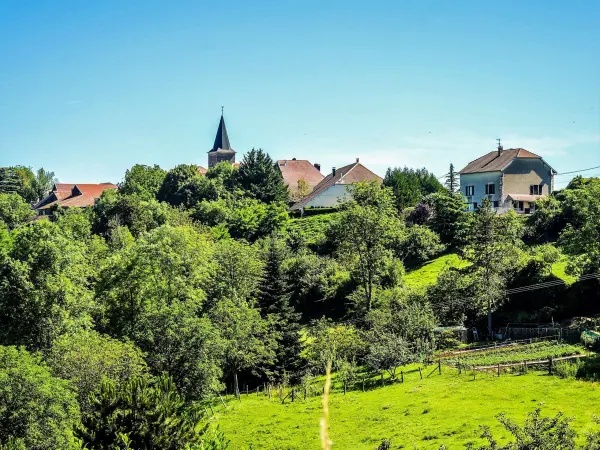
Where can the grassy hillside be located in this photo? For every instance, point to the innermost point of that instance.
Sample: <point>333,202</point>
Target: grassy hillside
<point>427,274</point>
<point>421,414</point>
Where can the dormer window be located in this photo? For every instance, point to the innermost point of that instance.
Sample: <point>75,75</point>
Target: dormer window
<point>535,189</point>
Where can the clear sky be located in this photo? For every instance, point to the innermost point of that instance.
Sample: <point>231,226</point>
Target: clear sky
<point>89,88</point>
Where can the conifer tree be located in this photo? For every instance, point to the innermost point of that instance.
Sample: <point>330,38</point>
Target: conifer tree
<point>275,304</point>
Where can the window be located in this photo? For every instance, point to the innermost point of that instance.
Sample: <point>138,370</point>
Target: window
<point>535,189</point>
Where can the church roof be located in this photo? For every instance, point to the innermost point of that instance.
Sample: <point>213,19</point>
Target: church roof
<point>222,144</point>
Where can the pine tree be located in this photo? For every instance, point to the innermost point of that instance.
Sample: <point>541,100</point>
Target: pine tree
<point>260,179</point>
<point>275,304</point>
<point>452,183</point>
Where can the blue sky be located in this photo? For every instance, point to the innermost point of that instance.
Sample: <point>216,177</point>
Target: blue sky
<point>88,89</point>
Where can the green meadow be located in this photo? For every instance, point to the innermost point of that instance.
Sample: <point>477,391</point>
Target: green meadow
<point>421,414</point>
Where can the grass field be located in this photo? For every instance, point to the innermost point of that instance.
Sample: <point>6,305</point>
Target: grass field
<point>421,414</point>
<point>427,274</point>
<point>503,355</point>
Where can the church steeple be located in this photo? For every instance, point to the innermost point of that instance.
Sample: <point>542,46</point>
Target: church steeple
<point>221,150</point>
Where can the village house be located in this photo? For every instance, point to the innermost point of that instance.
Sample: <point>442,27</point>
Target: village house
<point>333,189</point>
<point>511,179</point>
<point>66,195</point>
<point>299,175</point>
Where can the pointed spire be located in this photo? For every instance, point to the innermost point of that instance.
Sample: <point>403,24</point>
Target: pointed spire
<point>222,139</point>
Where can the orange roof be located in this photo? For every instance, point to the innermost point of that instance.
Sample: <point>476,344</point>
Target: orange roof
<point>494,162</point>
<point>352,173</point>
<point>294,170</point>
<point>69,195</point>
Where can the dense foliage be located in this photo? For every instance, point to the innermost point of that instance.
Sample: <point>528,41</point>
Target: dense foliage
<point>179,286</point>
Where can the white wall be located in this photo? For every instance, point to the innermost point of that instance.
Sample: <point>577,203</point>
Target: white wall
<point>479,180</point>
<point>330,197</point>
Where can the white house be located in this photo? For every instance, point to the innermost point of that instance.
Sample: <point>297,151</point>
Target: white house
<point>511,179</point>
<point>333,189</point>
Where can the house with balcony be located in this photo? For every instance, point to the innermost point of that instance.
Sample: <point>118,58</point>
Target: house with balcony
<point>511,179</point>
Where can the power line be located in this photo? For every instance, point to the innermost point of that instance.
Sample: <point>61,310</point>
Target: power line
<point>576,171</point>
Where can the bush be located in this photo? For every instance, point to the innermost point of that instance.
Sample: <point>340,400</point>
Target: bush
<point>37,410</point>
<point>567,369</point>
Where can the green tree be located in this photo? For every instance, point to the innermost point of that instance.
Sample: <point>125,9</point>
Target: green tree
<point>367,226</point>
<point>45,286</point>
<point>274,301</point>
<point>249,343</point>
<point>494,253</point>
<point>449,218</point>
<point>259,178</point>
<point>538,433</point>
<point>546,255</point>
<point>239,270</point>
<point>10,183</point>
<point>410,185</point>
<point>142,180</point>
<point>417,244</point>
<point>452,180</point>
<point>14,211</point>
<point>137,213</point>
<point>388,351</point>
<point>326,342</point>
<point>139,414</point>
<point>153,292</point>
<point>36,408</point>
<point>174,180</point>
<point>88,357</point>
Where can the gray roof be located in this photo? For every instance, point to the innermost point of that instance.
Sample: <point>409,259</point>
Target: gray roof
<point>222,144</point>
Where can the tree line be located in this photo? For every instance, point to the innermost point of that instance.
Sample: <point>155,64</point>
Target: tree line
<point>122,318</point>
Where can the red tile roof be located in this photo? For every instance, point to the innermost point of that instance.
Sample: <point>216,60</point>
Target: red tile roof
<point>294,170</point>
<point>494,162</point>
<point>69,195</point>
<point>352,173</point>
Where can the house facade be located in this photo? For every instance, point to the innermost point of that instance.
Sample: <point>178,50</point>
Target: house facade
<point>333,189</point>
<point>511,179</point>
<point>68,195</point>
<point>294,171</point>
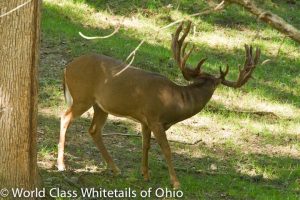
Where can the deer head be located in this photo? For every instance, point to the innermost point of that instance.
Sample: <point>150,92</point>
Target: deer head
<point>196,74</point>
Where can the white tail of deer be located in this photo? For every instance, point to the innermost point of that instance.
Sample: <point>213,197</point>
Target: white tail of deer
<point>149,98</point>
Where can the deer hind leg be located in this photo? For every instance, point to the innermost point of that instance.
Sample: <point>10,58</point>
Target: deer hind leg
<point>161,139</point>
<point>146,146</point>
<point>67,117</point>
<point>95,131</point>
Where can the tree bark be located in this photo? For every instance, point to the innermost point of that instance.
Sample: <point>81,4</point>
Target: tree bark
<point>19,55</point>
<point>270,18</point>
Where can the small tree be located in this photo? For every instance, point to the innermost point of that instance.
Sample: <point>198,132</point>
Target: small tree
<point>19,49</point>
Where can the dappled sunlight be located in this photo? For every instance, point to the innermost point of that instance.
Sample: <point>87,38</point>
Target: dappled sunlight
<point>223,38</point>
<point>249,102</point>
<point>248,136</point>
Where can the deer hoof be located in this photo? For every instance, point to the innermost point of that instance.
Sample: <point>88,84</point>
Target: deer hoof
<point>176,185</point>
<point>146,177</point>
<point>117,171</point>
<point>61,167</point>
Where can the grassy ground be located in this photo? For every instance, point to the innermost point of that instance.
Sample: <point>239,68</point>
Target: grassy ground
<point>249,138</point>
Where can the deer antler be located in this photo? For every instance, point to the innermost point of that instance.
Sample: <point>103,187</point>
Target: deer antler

TASK INSTRUCTIONS: Reproduce all of the rows above with each occurrence of "innermost point" replaced by "central point" and everything else left unchanged. Omit the pictures.

TASK SOLUTION:
Where can the grassy hillside be located in this photo? For every instance, point to the central point of that instance.
Sample: <point>333,202</point>
Target: grassy hillside
<point>427,274</point>
<point>421,414</point>
Where can the dormer window be located in this photo? For every instance, point to the central point of that instance.
Sample: <point>75,75</point>
Target: dormer window
<point>535,189</point>
Where can the clear sky be located in this photo? For every instance, point to the central point of that instance.
Sample: <point>231,226</point>
Target: clear sky
<point>89,88</point>
Where can the conifer tree be located in this photo? For every instance, point to the central point of that instance.
Sample: <point>330,38</point>
Target: conifer tree
<point>275,304</point>
Where can the window be located in this photo? For every instance, point to the central point of that instance.
Sample: <point>138,370</point>
Target: window
<point>535,189</point>
Where can the church roof be located in this photo? For every instance, point to the central point of that instance.
Sample: <point>213,19</point>
Target: church roof
<point>222,144</point>
Where can the pine tree be located in this photo? For every instance, point to the central point of that instance.
Sample: <point>541,100</point>
Target: pine tree
<point>260,179</point>
<point>275,304</point>
<point>452,183</point>
Where can the blue sky be located in this photo? For every instance, point to the central point of that instance.
Sample: <point>216,177</point>
Target: blue sky
<point>88,89</point>
Where can the green meadow be located in this photo? For every instance, point to the central point of that instance.
Sample: <point>477,391</point>
Target: green meadow
<point>421,414</point>
Where can the grass field be located in this photo? For every instance, point to the central point of that instance.
Sample: <point>6,305</point>
Target: grass field
<point>421,414</point>
<point>427,274</point>
<point>503,355</point>
Where can the church steeple be located in this photo? For every instance, point to the central point of that instance.
Sample: <point>542,46</point>
Target: church steeple
<point>221,150</point>
Where can the village house be located in this photo? For every instance, point to the central point of that instance.
Sample: <point>442,27</point>
Target: village house
<point>333,189</point>
<point>511,179</point>
<point>66,195</point>
<point>299,175</point>
Where can the pointed spire be located in this photo? For every instance, point to the central point of that instance.
Sample: <point>403,24</point>
Target: pointed spire
<point>222,139</point>
Where can the orange roof be located in this photo? For every instance, point to the central point of that instance.
Sample: <point>476,344</point>
Target: orange roof
<point>494,162</point>
<point>352,173</point>
<point>294,170</point>
<point>69,195</point>
Where can the dense foliage be located in this photo? For every instance, point to the central point of that instance.
Sample: <point>528,41</point>
Target: dense foliage
<point>179,286</point>
Where can the white wall be located in this photo? For every instance, point to the central point of that instance.
Sample: <point>577,203</point>
Target: white wall
<point>479,180</point>
<point>330,197</point>
Where can the white house be located in this photo? For every instance, point to the central point of that instance.
Sample: <point>297,151</point>
Target: white house
<point>511,179</point>
<point>333,189</point>
Where can the house with balcony be located in this photo? For every instance, point to the central point of that instance.
Sample: <point>118,58</point>
Target: house with balcony
<point>511,179</point>
Where can the power line be located in this photo? For every instance, point to the central point of that instance.
Sample: <point>61,310</point>
Target: power line
<point>576,171</point>
Where can the bush be located in this photo? For every instance, point to the central point of that instance.
Sample: <point>340,400</point>
Target: bush
<point>37,410</point>
<point>567,369</point>
Where can the green tree be located in this photo? For every instance, point to the central point of that instance.
Sample: <point>125,9</point>
Target: green tree
<point>367,226</point>
<point>45,286</point>
<point>274,301</point>
<point>249,343</point>
<point>494,253</point>
<point>449,218</point>
<point>259,178</point>
<point>538,433</point>
<point>546,255</point>
<point>239,270</point>
<point>10,183</point>
<point>410,185</point>
<point>142,180</point>
<point>417,244</point>
<point>452,180</point>
<point>14,211</point>
<point>137,213</point>
<point>388,351</point>
<point>326,342</point>
<point>139,414</point>
<point>153,292</point>
<point>36,408</point>
<point>174,180</point>
<point>88,357</point>
Where can the gray roof be located in this photo? For every instance, point to the central point of that instance.
Sample: <point>409,259</point>
Target: gray roof
<point>222,144</point>
Where can the tree line be located in this photo? For every instance, point to the central point of that instance.
Sample: <point>155,64</point>
Target: tree line
<point>122,318</point>
Where can the red tile roof be located in this photo? For every instance, point to the central point of that instance.
Sample: <point>216,60</point>
Target: red tile roof
<point>294,170</point>
<point>494,162</point>
<point>69,195</point>
<point>352,173</point>
Where can the house facade be located in this photo? For every instance, point to the central point of that instance.
Sample: <point>178,50</point>
Target: house facade
<point>333,189</point>
<point>511,179</point>
<point>68,195</point>
<point>294,171</point>
Where can the deer head be located in this photo? For every instance, point to the central point of that instance.
Sample: <point>150,92</point>
Target: deer head
<point>196,74</point>
Where can the white tail of deer be located in this photo? For every instance, point to the central point of that instance.
Sample: <point>213,197</point>
Target: white tail of deer
<point>149,98</point>
Where can the deer hind leg be located in this photo? For every instance, point to the central point of that instance.
Sample: <point>10,58</point>
Target: deer hind leg
<point>161,139</point>
<point>146,146</point>
<point>67,117</point>
<point>95,131</point>
Where can the tree bark be located in this photo? For every instance, point to the central point of that instance.
Sample: <point>81,4</point>
Target: tree bark
<point>19,55</point>
<point>270,18</point>
Where can the small tree be located in this photo? For every instance, point to the central point of that instance.
Sample: <point>198,132</point>
Target: small tree
<point>19,49</point>
Where can the dappled sunlight be located in this photo? For every instance, point to the central point of that instance.
Sample: <point>87,38</point>
Target: dappled sunlight
<point>223,38</point>
<point>249,102</point>
<point>248,136</point>
Where can the deer hoof be located in this photo? For every instance, point to the central point of that instance.
Sample: <point>88,84</point>
Target: deer hoof
<point>176,185</point>
<point>146,177</point>
<point>117,171</point>
<point>61,167</point>
Where can the grassy ground be located in this photo? For every instance, point to the central point of that instance.
Sample: <point>239,68</point>
Target: grassy ground
<point>249,138</point>
Where can the deer antler be located in this photo? For every instance, point to the central point of that instance.
Sample: <point>103,187</point>
Target: deer antler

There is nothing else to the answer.